Veuillez poursuivre l'article de la section Source, consacré à la couverture de la politique fédérale à Ottawa, à partir de sa dernière phrase.

SOURCE -
§ §
Dans le cadre de la journée mondiale de la liberté de la presse, le 3 mai, La Presse vous propose une série d’articles qui se penche sur les embûches au droit du public à l’information et les solutions pour y remédier.

(Ottawa) Les mardis représentaient un rendez-vous incontournable pour tous les journalistes affectés à la couverture de la politique fédérale.

À midi tapant, c’était l’heure à laquelle Jean Chrétien sortait de la salle de réunion du cabinet, située au troisième étage de l’édifice du centre de la colline du Parlement, pour se rendre à son bureau situé à quelques mètres de là en compagnie de ses proches collaborateurs.
§ §
DONNÉES FOURNIES -

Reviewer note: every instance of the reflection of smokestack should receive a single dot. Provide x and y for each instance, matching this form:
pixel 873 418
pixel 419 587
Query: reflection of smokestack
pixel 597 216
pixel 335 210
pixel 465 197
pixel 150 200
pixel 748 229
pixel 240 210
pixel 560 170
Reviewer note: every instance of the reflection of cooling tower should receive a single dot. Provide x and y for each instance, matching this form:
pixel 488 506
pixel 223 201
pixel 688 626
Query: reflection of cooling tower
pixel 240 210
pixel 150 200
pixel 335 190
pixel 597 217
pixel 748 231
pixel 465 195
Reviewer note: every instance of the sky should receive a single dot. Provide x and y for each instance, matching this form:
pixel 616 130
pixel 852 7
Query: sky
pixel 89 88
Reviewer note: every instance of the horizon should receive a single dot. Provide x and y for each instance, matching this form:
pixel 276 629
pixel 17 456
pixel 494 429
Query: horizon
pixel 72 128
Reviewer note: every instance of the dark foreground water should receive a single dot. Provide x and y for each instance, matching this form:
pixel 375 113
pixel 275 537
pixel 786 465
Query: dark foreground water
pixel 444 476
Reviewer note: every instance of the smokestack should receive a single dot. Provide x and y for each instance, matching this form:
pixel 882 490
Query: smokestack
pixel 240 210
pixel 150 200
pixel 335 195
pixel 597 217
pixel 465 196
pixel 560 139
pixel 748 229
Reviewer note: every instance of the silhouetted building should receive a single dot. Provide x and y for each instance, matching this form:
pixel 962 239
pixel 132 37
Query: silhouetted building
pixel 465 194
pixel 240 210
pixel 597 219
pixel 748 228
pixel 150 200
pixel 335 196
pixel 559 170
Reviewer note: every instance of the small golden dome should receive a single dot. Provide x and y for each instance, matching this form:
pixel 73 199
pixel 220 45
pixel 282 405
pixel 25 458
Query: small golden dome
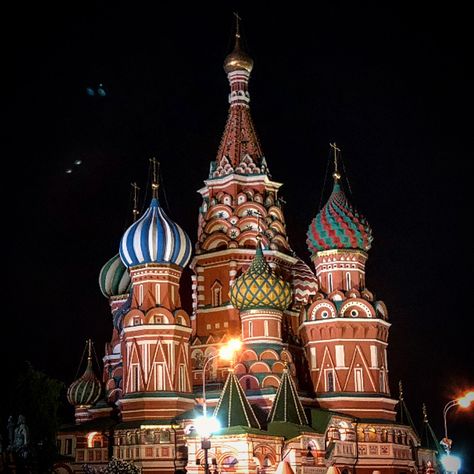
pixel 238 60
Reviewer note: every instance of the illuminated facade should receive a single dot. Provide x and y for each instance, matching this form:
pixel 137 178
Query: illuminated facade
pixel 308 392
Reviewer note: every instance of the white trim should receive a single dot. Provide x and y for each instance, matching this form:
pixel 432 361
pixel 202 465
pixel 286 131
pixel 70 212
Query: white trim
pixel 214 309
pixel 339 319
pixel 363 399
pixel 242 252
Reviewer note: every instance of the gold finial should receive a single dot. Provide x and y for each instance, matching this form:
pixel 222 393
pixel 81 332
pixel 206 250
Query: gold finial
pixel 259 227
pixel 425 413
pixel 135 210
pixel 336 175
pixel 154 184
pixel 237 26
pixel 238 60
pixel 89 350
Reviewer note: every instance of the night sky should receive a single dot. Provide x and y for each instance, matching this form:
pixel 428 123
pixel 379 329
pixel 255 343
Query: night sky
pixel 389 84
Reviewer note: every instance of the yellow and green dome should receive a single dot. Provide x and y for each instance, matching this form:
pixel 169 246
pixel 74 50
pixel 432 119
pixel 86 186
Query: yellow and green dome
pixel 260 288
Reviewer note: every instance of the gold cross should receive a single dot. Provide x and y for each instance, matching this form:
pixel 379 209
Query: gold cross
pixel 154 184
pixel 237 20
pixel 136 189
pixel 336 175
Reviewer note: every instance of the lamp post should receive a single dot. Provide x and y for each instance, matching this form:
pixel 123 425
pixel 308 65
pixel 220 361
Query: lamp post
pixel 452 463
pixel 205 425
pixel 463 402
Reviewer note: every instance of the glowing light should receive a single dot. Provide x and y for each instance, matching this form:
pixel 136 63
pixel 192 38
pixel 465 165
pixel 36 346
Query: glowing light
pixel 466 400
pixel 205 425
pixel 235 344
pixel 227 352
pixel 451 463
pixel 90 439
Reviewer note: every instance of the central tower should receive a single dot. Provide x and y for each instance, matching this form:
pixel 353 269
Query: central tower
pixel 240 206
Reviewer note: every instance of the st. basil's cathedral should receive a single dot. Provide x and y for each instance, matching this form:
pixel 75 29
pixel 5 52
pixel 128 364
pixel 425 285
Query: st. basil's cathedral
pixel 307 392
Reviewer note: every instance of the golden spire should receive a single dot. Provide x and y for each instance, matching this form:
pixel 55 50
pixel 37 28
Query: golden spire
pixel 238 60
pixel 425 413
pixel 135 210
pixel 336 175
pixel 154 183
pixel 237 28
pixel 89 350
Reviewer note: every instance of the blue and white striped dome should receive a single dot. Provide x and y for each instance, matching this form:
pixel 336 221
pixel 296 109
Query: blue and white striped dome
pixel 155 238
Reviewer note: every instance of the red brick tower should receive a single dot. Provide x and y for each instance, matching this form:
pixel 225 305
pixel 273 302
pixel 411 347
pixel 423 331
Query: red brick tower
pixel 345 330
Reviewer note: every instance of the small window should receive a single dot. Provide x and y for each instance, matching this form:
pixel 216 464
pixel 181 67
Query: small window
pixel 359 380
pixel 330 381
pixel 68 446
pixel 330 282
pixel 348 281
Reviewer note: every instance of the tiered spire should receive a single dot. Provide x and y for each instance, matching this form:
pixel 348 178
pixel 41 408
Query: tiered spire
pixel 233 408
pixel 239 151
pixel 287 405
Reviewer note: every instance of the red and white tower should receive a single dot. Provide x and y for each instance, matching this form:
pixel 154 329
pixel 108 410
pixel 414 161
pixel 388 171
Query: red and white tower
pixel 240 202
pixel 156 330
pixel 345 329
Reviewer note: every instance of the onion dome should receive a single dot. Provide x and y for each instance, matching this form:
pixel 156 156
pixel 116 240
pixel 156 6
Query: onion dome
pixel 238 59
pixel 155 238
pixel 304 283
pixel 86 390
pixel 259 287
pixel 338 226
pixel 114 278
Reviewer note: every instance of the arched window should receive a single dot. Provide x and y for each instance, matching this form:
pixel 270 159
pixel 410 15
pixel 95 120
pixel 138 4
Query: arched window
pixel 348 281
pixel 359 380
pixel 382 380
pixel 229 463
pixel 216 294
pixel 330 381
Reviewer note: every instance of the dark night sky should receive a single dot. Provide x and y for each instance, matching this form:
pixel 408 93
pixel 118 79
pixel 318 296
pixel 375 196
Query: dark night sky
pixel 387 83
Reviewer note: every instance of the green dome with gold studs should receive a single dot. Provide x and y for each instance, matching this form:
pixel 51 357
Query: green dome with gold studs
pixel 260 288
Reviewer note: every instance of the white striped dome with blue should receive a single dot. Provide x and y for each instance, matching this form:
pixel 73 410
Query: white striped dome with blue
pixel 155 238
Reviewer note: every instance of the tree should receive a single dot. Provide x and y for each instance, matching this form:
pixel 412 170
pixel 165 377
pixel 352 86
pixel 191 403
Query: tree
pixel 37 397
§ §
RÉPONSE -
Quelques minutes plus tard, Jean Chrétien se présentait devant les scribes, agglutinés derrière un micro et une caméra de télévision partagée par l’ensemble des réseaux en raison de l’espace restreint. Les questions en rafale sur les dossiers de l’heure fusaient. Les visées du gouvernement souverainiste à Québec. La possibilité d’une guerre en Irak. La légalisation du mariage gai. Les débuts du scandale des commandites. Tout était abordé.

Le premier ministre répondait du tac au tac à toutes les questions. Les lignes de presse rédigées à l’avance par l’équipe des communications ? Jean Chrétien ne les utilisait pas. On ne sait même pas s’il en existait, d’ailleurs. Car cela ne cadrait pas avec son style de politicien bagarreur, prêt à en découdre avec n’importe qui, même un journaliste.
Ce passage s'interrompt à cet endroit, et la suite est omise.